READING TEXT:
---------------
In the last two blogs in this series, we explored the transforming role of the CFO and finance organization as a whole, discussing the reasons finance has needed to evolve in part 1 and the expanding role into IT operations in part 2. These discussions, part of the much larger Finance Trends Report released by Microsoft, look to share what will be important for organizations as a whole in 2019. Beyond finance, organizations will need to adapt to evolving customer demands, new technology, more uncertainty, an evolving workforce, and new risks.
The entire 60+ page report features insights on digital transformation and discusses how Dynamics 365 Finance and Operations could improve business results; you can download it here or learn more from this blog. Today, however, we would like to look at another area into which finance is expanding—operations—and discuss the potential ways that the finance organization can evolve to fit the role.
Finance’s Foray into Operations
In part 2, we looked at the reason that finance is moving into IT, finding that there were two key drivers behind it:
- If something impacts the bottom line, it’s the CFO’s responsibility, and
- Everything impacts the bottom line.
---------------
PROVIDED INFORMATION:
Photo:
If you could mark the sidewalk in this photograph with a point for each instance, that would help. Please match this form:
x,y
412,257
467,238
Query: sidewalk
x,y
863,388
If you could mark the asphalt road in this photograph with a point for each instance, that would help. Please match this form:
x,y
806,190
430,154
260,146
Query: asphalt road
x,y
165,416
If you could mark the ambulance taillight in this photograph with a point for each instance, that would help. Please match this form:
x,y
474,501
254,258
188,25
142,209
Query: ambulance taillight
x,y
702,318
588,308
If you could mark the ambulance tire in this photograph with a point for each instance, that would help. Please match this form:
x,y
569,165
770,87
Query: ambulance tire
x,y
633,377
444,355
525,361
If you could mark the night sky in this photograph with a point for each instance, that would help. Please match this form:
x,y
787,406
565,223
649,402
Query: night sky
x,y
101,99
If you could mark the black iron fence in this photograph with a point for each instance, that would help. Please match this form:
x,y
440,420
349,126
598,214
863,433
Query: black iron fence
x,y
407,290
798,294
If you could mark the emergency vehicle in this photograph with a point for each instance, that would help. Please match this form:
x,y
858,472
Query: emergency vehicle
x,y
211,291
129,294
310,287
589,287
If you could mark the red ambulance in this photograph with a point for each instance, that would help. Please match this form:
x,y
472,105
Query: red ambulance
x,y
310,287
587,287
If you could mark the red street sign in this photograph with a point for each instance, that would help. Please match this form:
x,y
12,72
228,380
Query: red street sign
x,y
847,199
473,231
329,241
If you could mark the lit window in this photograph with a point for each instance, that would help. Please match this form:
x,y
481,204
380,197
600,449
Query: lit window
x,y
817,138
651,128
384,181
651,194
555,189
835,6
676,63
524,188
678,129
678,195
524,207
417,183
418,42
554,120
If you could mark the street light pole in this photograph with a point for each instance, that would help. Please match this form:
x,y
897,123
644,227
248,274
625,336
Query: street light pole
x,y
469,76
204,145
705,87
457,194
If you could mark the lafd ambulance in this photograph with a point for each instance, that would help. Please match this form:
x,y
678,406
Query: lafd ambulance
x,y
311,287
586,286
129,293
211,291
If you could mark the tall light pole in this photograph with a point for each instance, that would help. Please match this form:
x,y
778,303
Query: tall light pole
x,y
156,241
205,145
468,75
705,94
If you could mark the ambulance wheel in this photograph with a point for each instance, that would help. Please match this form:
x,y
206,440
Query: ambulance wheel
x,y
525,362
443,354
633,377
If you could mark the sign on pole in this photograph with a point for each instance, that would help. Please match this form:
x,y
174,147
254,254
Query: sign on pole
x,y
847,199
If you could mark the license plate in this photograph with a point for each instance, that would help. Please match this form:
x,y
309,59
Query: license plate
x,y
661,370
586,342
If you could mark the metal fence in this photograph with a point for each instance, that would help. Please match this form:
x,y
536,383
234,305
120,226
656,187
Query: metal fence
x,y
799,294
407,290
---------------
AIM 1:
Which lines of the records contain the word "tall"? Gather and copy out each of them.
AIM 2:
Write the next section of the post on the CFO's expanding role, starting right after its final line.
The post on the CFO's expanding role and the records are unrelated pieces of material.

WRITTEN ANSWER 1:
If you could mark the tall light pole in this photograph with a point for each instance, that would help. Please match this form:
Query: tall light pole

WRITTEN ANSWER 2:
As with the move to work more closely with the CIO, the move into the operations field will be another shift that is based on the bottom line, driven in part by the maneuver to embrace digital transformation and by the “disappearing” role of the Chief Operations Officer.
Business Transformation Accelerates
For businesses to remain competitive in 2019, many will need to test new business models, leveraging new technology to get there. With the accelerating growth of the “Anything as a Service” model—growing 7.3% in 2017, 70% of CFOs have found themselves leading the digital transformation charge in 2018, increasing investment in these initiatives. Per Microsoft:
“With technology leading this transformation, their newfound role as technology leader has also pushed CFOs into the role of transformation leader, evaluating technology investments, overseeing product development, and leading strategic planning for the organization. Accordingly, nearly 70% of CFOs reported plans to increase investment in digital transformation in 2018, with 40% planning an increase of more than 10%. And with 56% of senior leadership identifying digital transformation as critical to long-term success, CFOs’ involvement in this area will continue to grow.”
From here, the CFO will continue to expand his or her role into operations and finance will need to follow along.
Finance’s Expansion into Operations
The “disappearing” role of COO has come not as a result of restructuring, but due to the common pecking order within organizations—the COO decline can be primarily attributed to the fact that the CEOs of many major corporations were promoted from within and had previously served as COO, as is the case at 48% of Fortune 500 and S&P 500 companies.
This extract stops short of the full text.